BEGIN DOCUMENT PASSAGE

How can I write the CUDA code to support FP16 calculation?

cb_zhang · December 26, 2020, 5:16am

I want to write a custom layer using CUDA. However, It fails when I use NVIDIA-Apex to train the model with mixed-precision. What should I do? Is there any example of FP16 cuda layer?

ptrblck · January 6, 2021, 7:35am

You could use AT_DISPATCH_FLOATING_TYPES_AND_HALF to dispatch the code for the float16 type and use scalar_t in the code (similar to e.g. this code).
Also note, that we recommend to use the native mixed-precision training utility via torch.cuda.amp instead of apex/amp now.

fangwei123456 · January 16, 2021, 8:58am

github.com

fangwei123456/spikingjelly/blob/master/spikingjelly/cext/csrc/neuron/neuron_forward_kernel.cu

#include <cuda.h>
#include <cuda_runtime.h>
#include <cuda_fp16.h>
#include <torch/extension.h>
#include <math.h>
#include <stdio.h>
#include "neuron_def.h"
__forceinline__  __device__ float grad_atan(const float & alpha, const float & x)

END DOCUMENT PASSAGE

• **WRITTEN TASKS**
**a.** In the forum thread, what macro is suggested for dispatching the code for the float16 type?
**b.** Set down the forum thread word for word from "ptrblck · January" to "e.g. this code).".
These items come from a source other than the forum thread.

BEGIN DATA ENTRIES

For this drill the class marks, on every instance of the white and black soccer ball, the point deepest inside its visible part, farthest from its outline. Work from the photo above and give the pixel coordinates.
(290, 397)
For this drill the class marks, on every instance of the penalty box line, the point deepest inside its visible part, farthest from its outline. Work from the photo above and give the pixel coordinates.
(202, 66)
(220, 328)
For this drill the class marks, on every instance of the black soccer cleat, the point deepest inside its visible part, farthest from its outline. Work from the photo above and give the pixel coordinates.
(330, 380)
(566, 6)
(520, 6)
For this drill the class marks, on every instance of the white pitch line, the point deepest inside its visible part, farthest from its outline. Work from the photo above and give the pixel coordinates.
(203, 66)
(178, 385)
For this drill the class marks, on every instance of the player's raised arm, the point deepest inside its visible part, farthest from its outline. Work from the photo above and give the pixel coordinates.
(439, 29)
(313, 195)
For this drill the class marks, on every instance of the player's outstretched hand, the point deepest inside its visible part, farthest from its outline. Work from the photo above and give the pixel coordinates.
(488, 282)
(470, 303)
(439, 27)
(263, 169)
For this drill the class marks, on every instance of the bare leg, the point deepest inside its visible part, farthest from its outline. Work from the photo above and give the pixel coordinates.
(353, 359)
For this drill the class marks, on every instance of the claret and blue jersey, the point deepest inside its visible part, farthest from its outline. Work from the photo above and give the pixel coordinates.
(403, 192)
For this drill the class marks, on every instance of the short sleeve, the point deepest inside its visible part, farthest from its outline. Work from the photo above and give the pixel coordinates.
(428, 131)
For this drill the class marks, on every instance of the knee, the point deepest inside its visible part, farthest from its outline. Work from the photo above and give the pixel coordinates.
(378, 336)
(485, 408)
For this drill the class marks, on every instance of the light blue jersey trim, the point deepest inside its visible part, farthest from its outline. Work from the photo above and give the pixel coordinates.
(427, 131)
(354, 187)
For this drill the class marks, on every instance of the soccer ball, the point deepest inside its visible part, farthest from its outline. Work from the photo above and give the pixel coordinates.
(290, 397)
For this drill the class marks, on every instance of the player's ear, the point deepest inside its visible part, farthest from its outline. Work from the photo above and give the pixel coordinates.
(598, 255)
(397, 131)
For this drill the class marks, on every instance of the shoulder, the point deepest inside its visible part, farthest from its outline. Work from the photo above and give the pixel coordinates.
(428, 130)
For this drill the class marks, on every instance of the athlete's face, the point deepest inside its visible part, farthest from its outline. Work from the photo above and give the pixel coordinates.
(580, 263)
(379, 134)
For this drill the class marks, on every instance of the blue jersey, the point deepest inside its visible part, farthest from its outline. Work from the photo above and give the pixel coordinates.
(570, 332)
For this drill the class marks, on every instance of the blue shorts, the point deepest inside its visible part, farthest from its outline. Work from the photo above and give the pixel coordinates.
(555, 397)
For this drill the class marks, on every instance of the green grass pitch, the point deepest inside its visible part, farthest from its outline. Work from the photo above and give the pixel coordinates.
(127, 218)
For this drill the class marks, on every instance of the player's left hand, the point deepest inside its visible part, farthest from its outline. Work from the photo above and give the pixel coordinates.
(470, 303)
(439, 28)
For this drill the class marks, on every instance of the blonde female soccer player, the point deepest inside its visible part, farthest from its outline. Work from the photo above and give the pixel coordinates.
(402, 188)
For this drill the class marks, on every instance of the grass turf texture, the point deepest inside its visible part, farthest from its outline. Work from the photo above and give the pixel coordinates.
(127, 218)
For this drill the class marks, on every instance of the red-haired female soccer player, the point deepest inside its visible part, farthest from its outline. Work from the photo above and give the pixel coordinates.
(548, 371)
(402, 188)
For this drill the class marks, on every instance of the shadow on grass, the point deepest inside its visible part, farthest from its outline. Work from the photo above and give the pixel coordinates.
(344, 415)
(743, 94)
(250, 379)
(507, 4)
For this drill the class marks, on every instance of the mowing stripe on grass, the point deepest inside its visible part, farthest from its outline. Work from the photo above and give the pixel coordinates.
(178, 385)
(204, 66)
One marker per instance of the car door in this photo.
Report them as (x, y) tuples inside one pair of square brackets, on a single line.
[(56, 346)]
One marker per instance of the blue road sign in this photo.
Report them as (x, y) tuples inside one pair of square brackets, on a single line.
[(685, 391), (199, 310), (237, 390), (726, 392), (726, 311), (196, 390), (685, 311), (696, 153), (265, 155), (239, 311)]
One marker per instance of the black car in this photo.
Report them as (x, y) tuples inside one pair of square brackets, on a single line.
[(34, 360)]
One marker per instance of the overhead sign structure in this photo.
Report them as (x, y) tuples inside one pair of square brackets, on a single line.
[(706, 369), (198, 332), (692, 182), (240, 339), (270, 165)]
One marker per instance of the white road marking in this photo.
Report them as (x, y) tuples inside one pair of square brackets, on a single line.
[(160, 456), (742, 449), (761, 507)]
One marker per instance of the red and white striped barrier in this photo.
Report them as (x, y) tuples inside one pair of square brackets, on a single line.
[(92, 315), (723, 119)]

END DATA ENTRIES
BEGIN DATA ENTRIES

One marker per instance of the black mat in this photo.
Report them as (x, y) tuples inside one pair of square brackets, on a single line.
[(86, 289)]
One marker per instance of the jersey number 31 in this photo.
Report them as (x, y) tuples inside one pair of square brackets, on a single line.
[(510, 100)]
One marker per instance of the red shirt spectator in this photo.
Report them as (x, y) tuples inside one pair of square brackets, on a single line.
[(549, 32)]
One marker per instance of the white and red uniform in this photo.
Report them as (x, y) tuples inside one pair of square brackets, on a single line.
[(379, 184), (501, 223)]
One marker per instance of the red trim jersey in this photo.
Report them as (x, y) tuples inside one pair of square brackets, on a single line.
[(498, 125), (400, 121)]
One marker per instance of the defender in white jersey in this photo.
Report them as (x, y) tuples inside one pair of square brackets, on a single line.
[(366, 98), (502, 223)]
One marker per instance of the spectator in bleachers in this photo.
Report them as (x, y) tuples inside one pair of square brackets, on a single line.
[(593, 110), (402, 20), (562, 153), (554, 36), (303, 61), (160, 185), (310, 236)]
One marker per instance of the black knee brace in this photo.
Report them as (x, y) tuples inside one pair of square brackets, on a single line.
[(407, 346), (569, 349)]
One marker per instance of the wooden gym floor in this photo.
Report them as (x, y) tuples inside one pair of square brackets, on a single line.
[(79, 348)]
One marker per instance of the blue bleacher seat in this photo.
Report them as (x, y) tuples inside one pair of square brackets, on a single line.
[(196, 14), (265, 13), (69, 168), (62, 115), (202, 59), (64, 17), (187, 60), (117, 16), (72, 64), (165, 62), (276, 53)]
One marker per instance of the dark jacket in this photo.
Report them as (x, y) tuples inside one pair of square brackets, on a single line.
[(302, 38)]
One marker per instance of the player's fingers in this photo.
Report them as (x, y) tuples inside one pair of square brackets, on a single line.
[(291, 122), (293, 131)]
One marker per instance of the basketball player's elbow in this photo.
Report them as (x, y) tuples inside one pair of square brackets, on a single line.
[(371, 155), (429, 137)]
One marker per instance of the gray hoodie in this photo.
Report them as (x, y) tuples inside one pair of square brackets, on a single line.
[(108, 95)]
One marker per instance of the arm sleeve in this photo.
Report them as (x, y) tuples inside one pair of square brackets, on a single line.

END DATA ENTRIES

• **ANSWERS PROVIDED**
**a.** AT_DISPATCH_FLOATING_TYPES_AND_HALF

**b.**
ptrblck · January 6, 2021, 7:35am

You could use AT_DISPATCH_FLOATING_TYPES_AND_HALF to dispatch the code for the float16 type and use scalar_t in the code (similar to e.g. this code).